═══ Text extract ═══
CP-6(1): Separation from Primary Site

To meet the cp-6(1): separation from primary site requirement, you must identify an alternate storage site that is far enough from your primary storage site that the same disruptive event is unlikely to affect both. Operationally, this means documenting a separation strategy (geographic, power grid, network, hazard zone), assigning an owner, and retaining evidence that your backups and storage can be restored from that alternate site.

Key takeaways:

  • Your alternate storage site must be sufficiently separated to avoid common-mode failures affecting both sites.
  • Auditors look for documented rationale for separation, not just “we use cloud storage.”
  • Evidence must prove the site exists, separation was assessed, and restore actions are feasible and tested.

CP-6(1) sits in the Contingency Planning family and focuses on a single failure pattern: common-mode loss. If your primary storage and your backup storage sit in the same risk envelope, a single incident (regional outage, hurricane, wildfire, civil emergency, extended ISP failure, ransomware blast radius, or shared admin compromise) can remove both your production data and your recovery data. The enhancement is short, but assessments are rarely forgiving because the control is easy to “say” and surprisingly easy to implement incorrectly.

This requirement shows up most often in federal system assessments and contractor environments that handle federal information, where continuity and recoverability expectations are formalized. For a CCO or GRC lead, the fastest path to operationalizing CP-6(1) is to treat it as a decision plus proof: pick the alternate storage site, define what “sufficiently separated” means for your threat model, and keep artifacts that demonstrate the separation decision is intentional and reviewed.

You do not need a perfect DR program to satisfy CP-6(1). You do need a defensible separation rationale and repeatable evidence that your alternate storage is not exposed to the same threats as the primary site.

Regulatory text

Requirement (verbatim): “Identify an alternate storage site that is sufficiently separated from the primary storage site to reduce susceptibility to the same threats.” 1

Operator meaning: You must (1) name the alternate storage location(s), (2) show they are separated from the primary storage site in ways that matter for your risks, and (3) retain documentation that supports that determination and its ongoing validity. This is an identification-and-justification control, not a vague aspiration. 2

Plain-English interpretation

“Alternate storage” is where your protected copies live (backups, snapshots, replicated object storage, offline media, immutable vaults). “Sufficiently separated” means a credible disruptive event is unlikely to take out both your primary storage and your alternate storage at the same time.

Separation is broader than miles. Assessors commonly expect you to consider:

  • Geographic separation: different region, metro area, or hazard zone.
═══ Data supplied ═══
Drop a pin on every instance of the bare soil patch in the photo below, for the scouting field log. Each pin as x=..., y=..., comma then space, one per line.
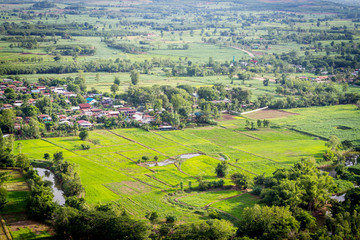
x=269, y=113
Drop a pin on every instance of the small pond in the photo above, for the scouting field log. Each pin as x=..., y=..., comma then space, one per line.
x=171, y=161
x=49, y=176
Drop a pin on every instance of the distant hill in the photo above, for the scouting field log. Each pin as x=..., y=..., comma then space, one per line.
x=347, y=2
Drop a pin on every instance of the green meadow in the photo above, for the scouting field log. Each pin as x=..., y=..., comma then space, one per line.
x=341, y=120
x=113, y=169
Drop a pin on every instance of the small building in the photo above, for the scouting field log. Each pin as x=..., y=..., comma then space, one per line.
x=166, y=128
x=85, y=124
x=84, y=106
x=7, y=106
x=18, y=103
x=127, y=111
x=45, y=118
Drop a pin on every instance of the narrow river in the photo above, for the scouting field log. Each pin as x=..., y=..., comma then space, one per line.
x=49, y=176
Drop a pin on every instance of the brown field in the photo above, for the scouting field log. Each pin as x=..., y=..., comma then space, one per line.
x=268, y=114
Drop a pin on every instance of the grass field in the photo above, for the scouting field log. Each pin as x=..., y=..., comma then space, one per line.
x=18, y=191
x=342, y=121
x=110, y=170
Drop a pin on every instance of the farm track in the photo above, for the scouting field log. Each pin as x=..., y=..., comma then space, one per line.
x=136, y=179
x=156, y=179
x=177, y=142
x=208, y=205
x=179, y=167
x=231, y=164
x=131, y=140
x=223, y=199
x=250, y=136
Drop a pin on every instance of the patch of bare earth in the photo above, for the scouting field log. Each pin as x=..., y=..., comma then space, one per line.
x=268, y=114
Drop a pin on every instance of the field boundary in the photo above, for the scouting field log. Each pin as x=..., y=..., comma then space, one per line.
x=309, y=134
x=5, y=231
x=131, y=140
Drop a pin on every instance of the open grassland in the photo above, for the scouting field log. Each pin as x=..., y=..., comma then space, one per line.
x=206, y=198
x=342, y=121
x=235, y=206
x=18, y=191
x=114, y=169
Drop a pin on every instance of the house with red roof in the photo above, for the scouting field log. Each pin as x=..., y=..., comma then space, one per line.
x=85, y=124
x=84, y=106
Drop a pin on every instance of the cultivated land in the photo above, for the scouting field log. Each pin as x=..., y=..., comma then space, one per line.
x=110, y=171
x=14, y=211
x=342, y=121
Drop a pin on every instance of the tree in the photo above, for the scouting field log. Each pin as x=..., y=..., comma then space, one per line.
x=134, y=75
x=208, y=93
x=10, y=93
x=221, y=169
x=97, y=77
x=22, y=161
x=267, y=223
x=152, y=216
x=3, y=197
x=209, y=230
x=117, y=81
x=334, y=143
x=241, y=181
x=114, y=88
x=266, y=82
x=259, y=123
x=7, y=120
x=58, y=157
x=46, y=156
x=83, y=135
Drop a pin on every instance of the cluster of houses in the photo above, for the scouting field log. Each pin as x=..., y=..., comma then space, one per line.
x=103, y=107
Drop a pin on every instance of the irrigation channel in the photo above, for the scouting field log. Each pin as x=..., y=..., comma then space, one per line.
x=49, y=176
x=171, y=161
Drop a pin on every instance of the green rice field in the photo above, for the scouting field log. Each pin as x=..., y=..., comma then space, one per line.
x=112, y=170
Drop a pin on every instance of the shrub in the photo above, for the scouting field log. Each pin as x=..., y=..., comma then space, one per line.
x=85, y=146
x=170, y=219
x=145, y=158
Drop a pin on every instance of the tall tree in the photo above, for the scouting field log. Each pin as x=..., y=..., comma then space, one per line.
═══
### What you need to do
1. From the CP-6(1) guidance, duplicate the passage starting with "Plain-English interpretation" and going on through "the same time.".
2. Translate this sentence from the CP-6(1) guidance into Spanish: "You do not need a perfect DR program to satisfy CP-6(1)."

### Per-task answers
1.
Plain-English interpretation

“Alternate storage” is where your protected copies live (backups, snapshots, replicated object storage, offline media, immutable vaults). “Sufficiently separated” means a credible disruptive event is unlikely to take out both your primary storage and your alternate storage at the same time.

2. No necesita un programa de DR perfecto para cumplir con CP-6(1).